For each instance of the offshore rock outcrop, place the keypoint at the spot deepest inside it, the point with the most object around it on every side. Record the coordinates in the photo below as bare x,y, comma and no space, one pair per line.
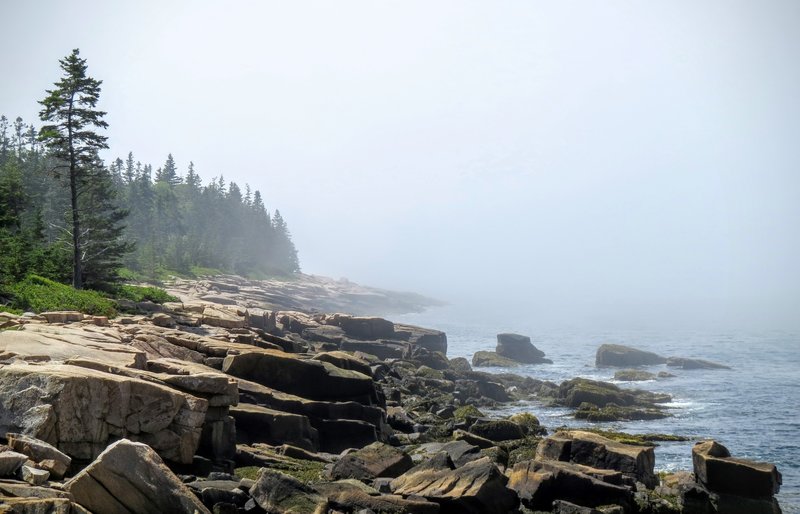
234,405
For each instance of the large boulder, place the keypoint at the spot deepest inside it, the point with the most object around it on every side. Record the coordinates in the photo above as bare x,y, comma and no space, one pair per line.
601,401
256,424
684,363
313,379
130,478
519,348
476,487
366,328
617,355
45,343
223,318
540,483
372,461
720,473
79,410
349,496
278,493
46,456
484,358
345,360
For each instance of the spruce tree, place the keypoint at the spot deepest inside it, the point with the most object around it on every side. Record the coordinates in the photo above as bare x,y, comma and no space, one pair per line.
71,117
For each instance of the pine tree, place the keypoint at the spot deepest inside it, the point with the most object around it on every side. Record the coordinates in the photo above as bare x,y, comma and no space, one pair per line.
71,116
192,179
169,173
285,254
5,142
130,169
102,239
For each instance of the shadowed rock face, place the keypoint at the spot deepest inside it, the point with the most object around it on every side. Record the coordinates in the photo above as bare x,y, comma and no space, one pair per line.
720,473
519,348
593,450
316,380
539,484
277,492
375,460
475,487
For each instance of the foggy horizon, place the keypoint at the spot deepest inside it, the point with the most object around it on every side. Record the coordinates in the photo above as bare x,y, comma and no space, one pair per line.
618,166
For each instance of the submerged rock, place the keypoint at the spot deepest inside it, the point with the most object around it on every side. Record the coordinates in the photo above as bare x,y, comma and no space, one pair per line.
684,363
46,456
492,359
372,461
130,477
519,348
540,483
617,355
634,375
79,410
280,493
720,473
476,487
596,451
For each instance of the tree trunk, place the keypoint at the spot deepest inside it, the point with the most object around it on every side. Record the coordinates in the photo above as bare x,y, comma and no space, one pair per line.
77,272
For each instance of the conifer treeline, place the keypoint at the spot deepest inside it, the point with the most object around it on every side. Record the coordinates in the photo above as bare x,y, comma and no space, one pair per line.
173,222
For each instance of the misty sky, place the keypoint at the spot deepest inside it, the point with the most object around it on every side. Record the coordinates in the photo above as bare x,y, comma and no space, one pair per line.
576,163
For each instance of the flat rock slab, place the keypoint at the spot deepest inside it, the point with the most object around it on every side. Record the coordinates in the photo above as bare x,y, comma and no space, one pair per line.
719,472
78,410
42,343
475,487
130,478
279,493
311,379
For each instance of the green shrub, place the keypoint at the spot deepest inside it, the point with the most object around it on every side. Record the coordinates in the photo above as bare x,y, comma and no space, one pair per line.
142,293
40,294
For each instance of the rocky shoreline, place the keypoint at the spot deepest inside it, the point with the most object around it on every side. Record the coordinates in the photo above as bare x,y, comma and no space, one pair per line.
243,398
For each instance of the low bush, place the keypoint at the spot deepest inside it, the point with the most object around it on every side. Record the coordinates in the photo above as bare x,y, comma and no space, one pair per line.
144,293
40,294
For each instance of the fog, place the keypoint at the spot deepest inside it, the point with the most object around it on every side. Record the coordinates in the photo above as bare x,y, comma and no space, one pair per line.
614,164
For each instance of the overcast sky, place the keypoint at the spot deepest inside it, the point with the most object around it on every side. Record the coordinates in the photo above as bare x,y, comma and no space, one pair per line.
587,163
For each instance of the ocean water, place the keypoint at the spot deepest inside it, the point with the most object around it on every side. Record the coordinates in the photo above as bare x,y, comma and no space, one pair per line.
753,409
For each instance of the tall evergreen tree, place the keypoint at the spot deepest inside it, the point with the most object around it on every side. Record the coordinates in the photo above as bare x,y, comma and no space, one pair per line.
71,117
168,173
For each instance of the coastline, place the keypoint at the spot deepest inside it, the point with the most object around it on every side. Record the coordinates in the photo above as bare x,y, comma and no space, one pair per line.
304,390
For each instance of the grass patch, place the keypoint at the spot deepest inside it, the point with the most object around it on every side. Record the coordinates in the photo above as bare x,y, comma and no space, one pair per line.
144,293
250,472
40,294
637,439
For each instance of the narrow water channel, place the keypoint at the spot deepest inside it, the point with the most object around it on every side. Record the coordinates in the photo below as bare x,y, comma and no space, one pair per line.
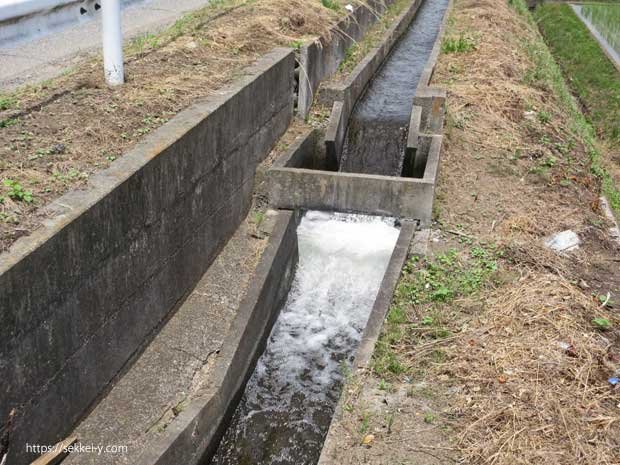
288,403
377,131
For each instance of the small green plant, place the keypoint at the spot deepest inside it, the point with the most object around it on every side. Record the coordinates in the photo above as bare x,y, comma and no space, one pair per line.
7,102
459,44
5,123
602,324
384,385
550,161
365,423
258,218
296,44
544,116
17,192
331,4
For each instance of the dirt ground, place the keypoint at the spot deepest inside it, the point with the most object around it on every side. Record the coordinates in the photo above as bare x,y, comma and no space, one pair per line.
496,349
53,136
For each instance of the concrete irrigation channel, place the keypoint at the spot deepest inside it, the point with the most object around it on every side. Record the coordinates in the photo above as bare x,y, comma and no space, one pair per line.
205,353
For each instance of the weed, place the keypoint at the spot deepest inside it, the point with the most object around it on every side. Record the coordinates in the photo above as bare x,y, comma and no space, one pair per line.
7,102
331,4
602,324
384,385
544,116
258,217
426,285
459,44
5,123
296,44
17,192
365,423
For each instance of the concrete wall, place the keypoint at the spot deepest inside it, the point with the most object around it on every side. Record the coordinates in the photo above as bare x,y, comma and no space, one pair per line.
193,436
320,59
81,294
291,187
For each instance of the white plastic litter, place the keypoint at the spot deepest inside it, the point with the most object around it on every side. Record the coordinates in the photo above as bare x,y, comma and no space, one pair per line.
564,241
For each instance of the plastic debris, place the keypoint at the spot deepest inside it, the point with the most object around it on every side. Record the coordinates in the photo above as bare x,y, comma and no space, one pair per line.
564,241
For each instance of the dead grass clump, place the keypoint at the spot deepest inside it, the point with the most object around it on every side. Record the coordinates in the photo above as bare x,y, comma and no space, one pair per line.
533,387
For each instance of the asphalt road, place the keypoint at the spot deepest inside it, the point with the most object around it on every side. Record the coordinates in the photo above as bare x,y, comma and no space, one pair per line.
46,57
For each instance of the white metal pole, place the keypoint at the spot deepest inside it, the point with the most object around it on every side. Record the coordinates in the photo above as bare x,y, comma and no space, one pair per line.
112,42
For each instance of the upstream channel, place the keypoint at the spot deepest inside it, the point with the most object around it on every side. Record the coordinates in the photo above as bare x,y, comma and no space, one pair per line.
376,135
286,409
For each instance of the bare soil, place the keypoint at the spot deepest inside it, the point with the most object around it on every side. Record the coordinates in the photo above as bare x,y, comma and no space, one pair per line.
519,373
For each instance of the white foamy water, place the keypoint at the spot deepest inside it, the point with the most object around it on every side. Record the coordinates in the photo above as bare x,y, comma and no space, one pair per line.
289,400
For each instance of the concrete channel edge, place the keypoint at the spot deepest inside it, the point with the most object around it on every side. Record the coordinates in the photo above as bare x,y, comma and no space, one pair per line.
194,434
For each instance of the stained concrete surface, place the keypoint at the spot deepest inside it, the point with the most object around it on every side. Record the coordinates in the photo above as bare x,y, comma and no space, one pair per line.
36,60
179,360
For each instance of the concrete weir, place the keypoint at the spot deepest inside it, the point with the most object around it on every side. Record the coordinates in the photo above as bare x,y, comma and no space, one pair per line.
313,175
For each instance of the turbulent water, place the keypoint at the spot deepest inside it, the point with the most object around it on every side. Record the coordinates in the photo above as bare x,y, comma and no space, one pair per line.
286,408
376,135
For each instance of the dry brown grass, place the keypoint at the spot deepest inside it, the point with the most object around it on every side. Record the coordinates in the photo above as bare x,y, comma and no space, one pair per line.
532,387
521,374
65,130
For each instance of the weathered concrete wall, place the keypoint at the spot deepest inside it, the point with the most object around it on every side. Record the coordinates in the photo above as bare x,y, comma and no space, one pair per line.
321,58
81,294
193,436
293,187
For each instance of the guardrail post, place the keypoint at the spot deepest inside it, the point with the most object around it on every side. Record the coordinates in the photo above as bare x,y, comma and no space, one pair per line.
112,42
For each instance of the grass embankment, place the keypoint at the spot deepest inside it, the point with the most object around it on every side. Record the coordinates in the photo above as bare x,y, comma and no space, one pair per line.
589,72
497,350
55,135
595,81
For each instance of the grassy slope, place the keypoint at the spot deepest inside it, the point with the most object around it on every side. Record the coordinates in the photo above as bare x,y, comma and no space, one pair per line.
579,75
491,353
591,75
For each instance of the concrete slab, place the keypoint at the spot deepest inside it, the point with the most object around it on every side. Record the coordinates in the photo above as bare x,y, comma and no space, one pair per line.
60,50
178,362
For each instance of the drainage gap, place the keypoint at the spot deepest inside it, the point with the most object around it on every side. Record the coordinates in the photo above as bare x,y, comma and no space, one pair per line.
377,129
286,409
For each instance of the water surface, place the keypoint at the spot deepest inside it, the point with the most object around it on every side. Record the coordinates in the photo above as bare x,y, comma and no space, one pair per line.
377,131
288,403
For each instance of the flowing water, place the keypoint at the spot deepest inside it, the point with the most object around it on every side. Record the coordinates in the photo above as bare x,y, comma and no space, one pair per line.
288,402
377,131
603,20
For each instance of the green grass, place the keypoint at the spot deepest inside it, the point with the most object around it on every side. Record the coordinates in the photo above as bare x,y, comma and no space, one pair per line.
459,44
426,289
545,73
590,73
606,19
331,4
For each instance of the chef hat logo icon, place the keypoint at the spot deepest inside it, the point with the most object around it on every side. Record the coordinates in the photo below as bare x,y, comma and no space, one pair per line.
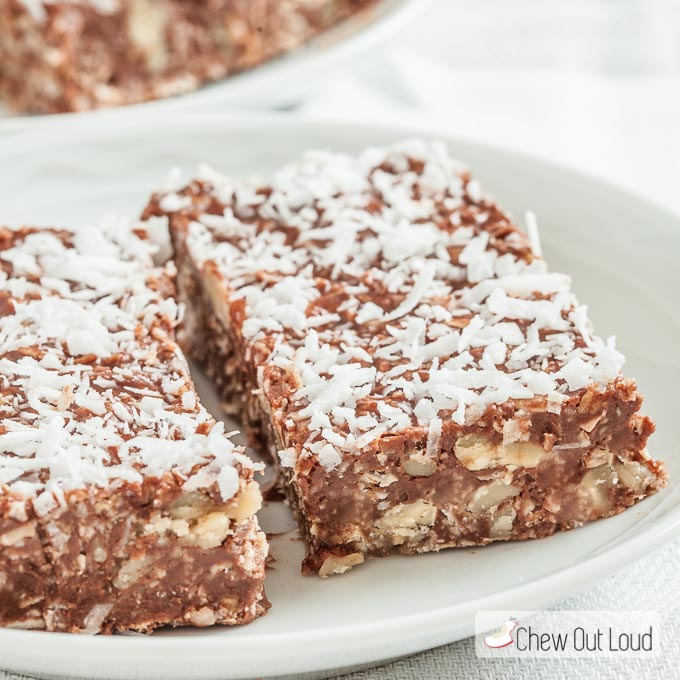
503,636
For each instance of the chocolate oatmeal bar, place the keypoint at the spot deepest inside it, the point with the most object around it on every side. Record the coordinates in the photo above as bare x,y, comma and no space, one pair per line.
399,347
71,55
123,506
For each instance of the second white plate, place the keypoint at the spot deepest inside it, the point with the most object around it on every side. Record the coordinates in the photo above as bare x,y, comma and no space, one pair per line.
620,251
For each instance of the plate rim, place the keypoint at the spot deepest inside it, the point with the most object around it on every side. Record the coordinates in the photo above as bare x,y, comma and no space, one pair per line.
397,631
312,57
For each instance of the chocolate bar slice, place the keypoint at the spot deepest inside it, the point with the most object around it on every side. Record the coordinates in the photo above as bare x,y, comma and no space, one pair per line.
398,346
123,506
72,55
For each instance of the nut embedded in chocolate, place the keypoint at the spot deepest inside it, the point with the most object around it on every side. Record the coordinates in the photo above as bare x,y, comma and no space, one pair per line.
392,339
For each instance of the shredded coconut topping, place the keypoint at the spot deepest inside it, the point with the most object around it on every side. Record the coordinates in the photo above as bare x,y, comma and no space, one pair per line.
386,291
94,389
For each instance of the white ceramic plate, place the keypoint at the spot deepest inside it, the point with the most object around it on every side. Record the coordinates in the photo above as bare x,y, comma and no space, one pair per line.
622,253
279,82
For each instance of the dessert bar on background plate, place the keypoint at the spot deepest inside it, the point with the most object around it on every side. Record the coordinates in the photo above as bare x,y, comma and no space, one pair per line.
122,504
397,345
588,228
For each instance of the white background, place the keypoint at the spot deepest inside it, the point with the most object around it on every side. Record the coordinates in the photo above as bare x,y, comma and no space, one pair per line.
594,84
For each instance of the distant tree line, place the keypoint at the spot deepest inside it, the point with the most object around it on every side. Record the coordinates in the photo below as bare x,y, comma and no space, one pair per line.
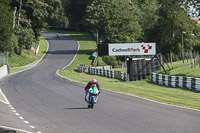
22,21
160,21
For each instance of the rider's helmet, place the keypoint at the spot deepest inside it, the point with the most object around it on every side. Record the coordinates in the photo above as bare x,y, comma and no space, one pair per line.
93,81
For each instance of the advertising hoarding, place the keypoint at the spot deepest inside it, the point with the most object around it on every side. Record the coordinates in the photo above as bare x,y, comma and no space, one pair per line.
116,49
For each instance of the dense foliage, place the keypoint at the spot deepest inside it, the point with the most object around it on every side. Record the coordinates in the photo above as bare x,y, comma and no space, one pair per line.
163,22
5,26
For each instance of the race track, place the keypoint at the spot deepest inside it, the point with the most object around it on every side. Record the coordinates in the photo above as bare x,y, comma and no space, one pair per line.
56,105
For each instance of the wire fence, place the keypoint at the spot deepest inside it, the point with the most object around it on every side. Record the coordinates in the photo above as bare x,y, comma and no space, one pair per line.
3,59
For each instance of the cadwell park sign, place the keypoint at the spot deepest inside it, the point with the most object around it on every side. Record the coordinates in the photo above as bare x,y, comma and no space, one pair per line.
117,49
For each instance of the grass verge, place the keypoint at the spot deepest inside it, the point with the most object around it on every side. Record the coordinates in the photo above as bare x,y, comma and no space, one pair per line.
145,88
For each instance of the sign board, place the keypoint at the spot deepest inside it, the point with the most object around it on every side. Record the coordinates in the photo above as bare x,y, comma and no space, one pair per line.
116,49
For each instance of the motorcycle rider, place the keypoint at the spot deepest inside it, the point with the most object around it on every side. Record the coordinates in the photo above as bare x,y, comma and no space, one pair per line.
92,83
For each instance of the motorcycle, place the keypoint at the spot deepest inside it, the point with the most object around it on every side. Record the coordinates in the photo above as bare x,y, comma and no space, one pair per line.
92,96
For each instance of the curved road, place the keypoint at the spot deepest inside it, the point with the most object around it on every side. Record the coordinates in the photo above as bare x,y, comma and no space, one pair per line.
56,105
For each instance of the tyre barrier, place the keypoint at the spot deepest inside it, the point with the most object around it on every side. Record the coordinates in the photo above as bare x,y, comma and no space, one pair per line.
104,71
176,81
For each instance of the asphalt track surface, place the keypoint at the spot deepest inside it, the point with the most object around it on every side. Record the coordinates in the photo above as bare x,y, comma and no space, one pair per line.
56,105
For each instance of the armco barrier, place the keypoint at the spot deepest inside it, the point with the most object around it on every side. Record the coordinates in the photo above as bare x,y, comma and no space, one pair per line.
101,71
176,81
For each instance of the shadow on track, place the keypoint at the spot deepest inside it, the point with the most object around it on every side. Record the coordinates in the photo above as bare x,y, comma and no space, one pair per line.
77,108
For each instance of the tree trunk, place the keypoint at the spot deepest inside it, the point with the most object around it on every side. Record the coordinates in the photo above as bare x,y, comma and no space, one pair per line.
14,17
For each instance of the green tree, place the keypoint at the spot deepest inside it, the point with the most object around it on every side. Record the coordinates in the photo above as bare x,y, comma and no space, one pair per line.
76,11
149,15
56,15
114,19
36,12
5,26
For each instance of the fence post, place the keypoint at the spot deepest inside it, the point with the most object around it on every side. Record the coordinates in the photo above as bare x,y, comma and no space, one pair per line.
189,84
197,84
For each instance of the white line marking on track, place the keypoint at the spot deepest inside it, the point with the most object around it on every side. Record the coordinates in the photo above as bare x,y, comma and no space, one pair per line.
26,122
21,118
17,114
32,126
4,97
15,129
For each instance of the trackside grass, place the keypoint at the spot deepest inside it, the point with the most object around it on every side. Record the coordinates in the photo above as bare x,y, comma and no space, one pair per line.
146,89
* * * * * * *
(What is being asked) Give back exactly the lines that run from the line with "For each instance of the fence" through the close of the material, counting both ends, and nothing more.

(Full output)
For each instance of the fence post, place the keypoint at the spot deepest inside it, the point with the most object around it on every side. Record the coordinates in the photo above as bare x,y, comma and no space, one pair per line.
189,84
197,84
For each instance of the white line marking on track, place the keypoint at the spot deepest inside it, the point with the most object around it on every side. Record the coordinates in the photo above as bare x,y, comma and no space, one pair per line.
26,122
21,118
17,114
32,126
4,97
15,129
For each instance of the trackside grass, place the keypoint at the spot deepest inside it, the point with the most object around it on every side. Record the coordinates in the photo above as bare x,y, comma and no space, one pair per line.
146,89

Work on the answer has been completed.